:: Exercise requirements ::
Lay out the rows below as a two-column CSV with the columns text and answer. Give one line for each row, with its text in one quoted field and its answer in the other, turning line breaks into spaces and leaving the pictures out.

(Labeled-object pointing rows)
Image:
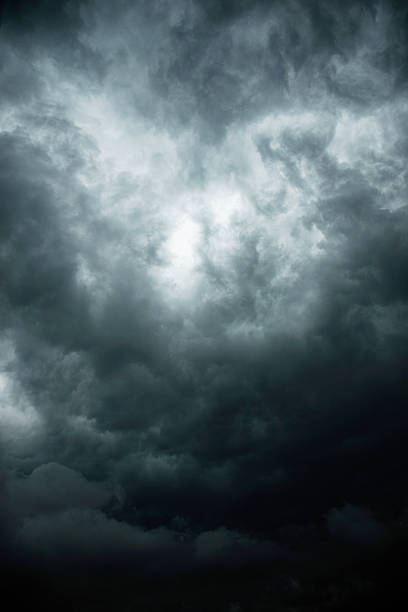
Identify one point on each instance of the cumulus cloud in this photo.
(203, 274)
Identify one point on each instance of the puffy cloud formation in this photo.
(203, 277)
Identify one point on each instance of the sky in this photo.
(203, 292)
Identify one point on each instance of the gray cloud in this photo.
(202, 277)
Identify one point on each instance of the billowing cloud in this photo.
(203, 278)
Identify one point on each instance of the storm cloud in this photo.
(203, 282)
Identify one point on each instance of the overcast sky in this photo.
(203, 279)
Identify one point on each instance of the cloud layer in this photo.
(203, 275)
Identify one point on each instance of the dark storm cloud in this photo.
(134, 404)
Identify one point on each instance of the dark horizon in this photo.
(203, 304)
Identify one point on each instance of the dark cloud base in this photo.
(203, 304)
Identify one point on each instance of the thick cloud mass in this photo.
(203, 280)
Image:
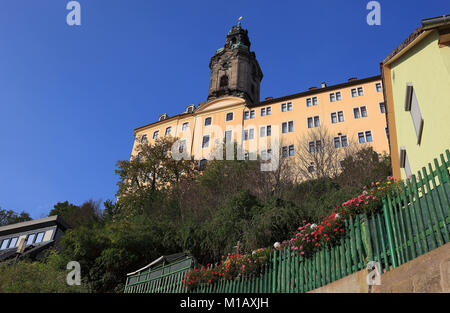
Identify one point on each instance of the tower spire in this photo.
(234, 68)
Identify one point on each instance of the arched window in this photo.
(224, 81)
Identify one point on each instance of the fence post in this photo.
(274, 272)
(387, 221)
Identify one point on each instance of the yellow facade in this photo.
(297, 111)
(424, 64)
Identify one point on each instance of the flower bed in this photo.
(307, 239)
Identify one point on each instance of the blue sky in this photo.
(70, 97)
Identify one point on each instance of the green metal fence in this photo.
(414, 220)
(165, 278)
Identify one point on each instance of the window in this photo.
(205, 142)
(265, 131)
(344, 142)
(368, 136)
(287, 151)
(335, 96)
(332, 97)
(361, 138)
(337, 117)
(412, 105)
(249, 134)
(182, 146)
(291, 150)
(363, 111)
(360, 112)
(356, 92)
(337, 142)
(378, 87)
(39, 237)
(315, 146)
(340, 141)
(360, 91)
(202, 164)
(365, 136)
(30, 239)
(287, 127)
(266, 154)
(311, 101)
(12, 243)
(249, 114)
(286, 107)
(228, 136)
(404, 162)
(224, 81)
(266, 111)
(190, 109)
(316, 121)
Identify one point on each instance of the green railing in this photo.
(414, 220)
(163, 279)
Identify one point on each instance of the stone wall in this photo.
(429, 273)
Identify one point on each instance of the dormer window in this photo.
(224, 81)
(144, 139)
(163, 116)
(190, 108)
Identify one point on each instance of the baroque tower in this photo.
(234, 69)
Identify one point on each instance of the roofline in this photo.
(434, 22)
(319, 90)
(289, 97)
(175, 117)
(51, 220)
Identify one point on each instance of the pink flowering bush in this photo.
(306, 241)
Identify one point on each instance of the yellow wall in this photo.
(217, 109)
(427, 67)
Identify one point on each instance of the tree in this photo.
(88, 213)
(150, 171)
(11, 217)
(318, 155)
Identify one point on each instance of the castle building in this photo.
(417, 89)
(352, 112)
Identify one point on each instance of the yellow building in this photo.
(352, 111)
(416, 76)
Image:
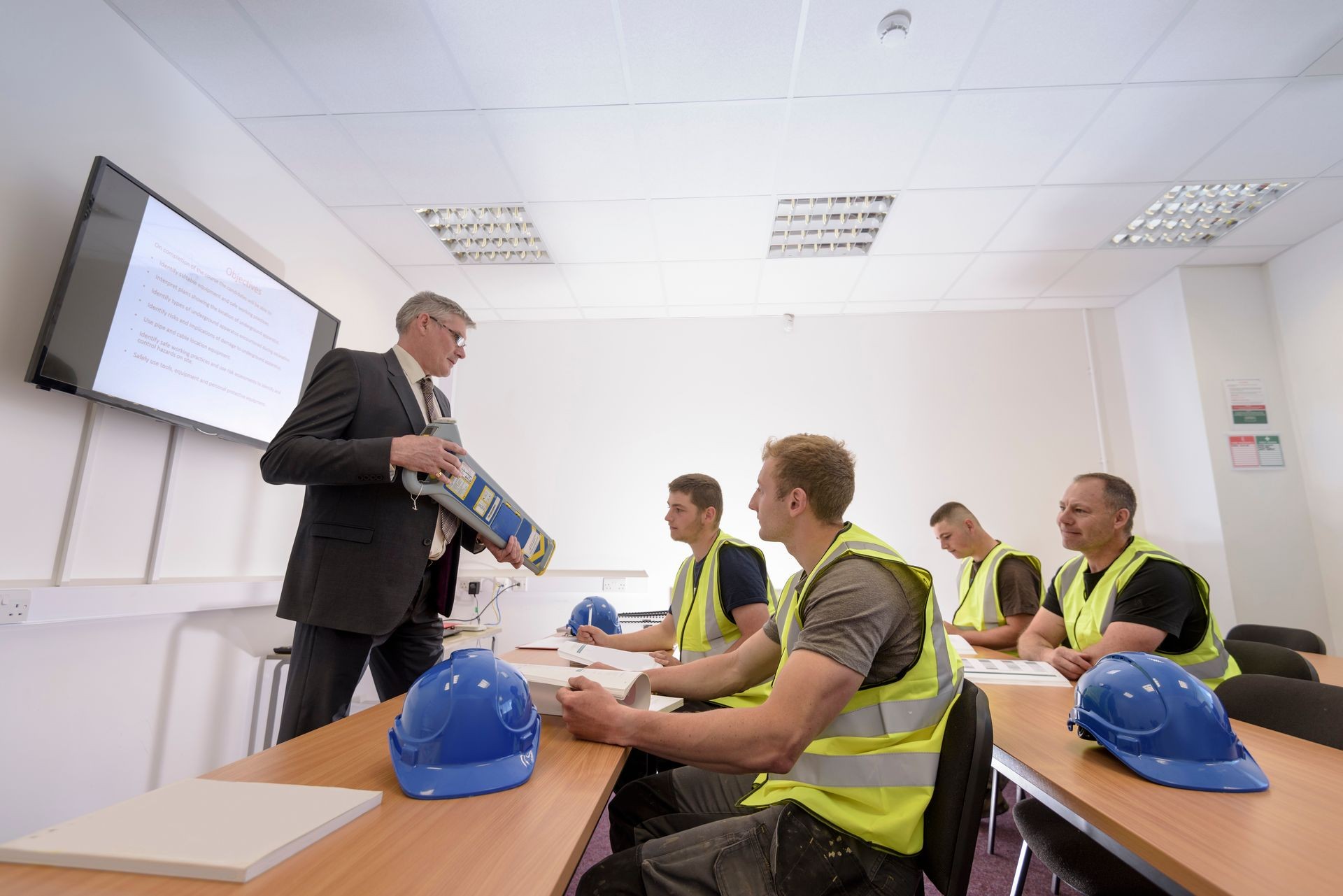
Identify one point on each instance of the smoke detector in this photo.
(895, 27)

:: Solution to this problem ::
text,answer
"Image: Identify one point on each instance of the cumulus cloud in this photo.","(203, 274)"
"Identify one point on each instance of the puffy cloud formation in this photo.","(203, 277)"
"Identify one point on each instance of the sky in this photo.","(203, 292)"
"Identify one point on each instance of the gray cloud in this photo.","(202, 277)"
"Identify one point on each instance of the billowing cloud in this photo.","(203, 278)"
"Identify one point on each instance of the storm cloud in this photo.","(203, 282)"
"Identify one point on each instance of the overcast sky in this photo.","(203, 279)"
"Identify one point on each instance of the cloud layer in this photo.","(203, 275)"
"Identify one point on each instance of the dark storm cloud in this photo.","(134, 404)"
"Identify one point on each instance of the dark horizon in this photo.","(203, 304)"
"Identify one point on each instance of the dark cloud base in this photo.","(203, 304)"
"Identify one point on each instance of the thick cloud mass in this photo.","(203, 280)"
"Image: Identify one point on each instance of the tower spire in this photo.","(234, 68)"
"Identify one point on each instance of the arched window in this photo.","(224, 81)"
"Identify one point on each instance of the fence post in this photo.","(274, 272) (387, 221)"
"Identify one point on each instance of the yellow facade in this photo.","(297, 111) (424, 64)"
"Identify one point on each instance of the flower bed in this photo.","(307, 239)"
"Identify one point on each instance of the blue sky in this photo.","(70, 97)"
"Identify one point on each instance of the green metal fence in this photo.","(414, 220) (165, 278)"
"Identify one point on each instance of the window in this photo.","(205, 142) (265, 131) (344, 142) (368, 136) (287, 151) (335, 96) (332, 97) (361, 138) (337, 117) (412, 105) (249, 134) (182, 146) (291, 150) (363, 111) (360, 112) (356, 92) (337, 142) (378, 87) (39, 237) (315, 146) (340, 141) (360, 91) (202, 164) (365, 136) (30, 239) (287, 127) (266, 154) (311, 101) (12, 243) (249, 114) (286, 107) (228, 136) (404, 162) (224, 81) (266, 111) (190, 109) (316, 121)"
"Identify one point on each instance of the green railing in this photo.","(414, 220) (163, 279)"
"Identify one point on each instance of the stone wall in this photo.","(429, 273)"
"Identify one point on each instance of the dormer window in this photo.","(224, 81) (144, 139) (163, 116) (190, 108)"
"Identify one point on each instance of the baroque tower in this photo.","(234, 69)"
"Identify one point on each instance of the roofline in this photo.","(434, 22) (319, 90) (289, 97) (175, 117) (51, 220)"
"Identify one point on each instance of the pink flowering bush in this photo.","(306, 241)"
"Identify one point on each instance of the yellow wall in this photo.","(217, 109) (427, 67)"
"Identify one point on each instance of the tree in this photo.","(88, 213) (150, 171) (11, 217) (318, 155)"
"Identify one point on each instance of the castle building in this photo.","(417, 89) (352, 112)"
"Identify one point on each instance of the yellow building in this photo.","(352, 111) (416, 76)"
"Image: Identify one point on each instance of the smoke detector in this photo.","(895, 27)"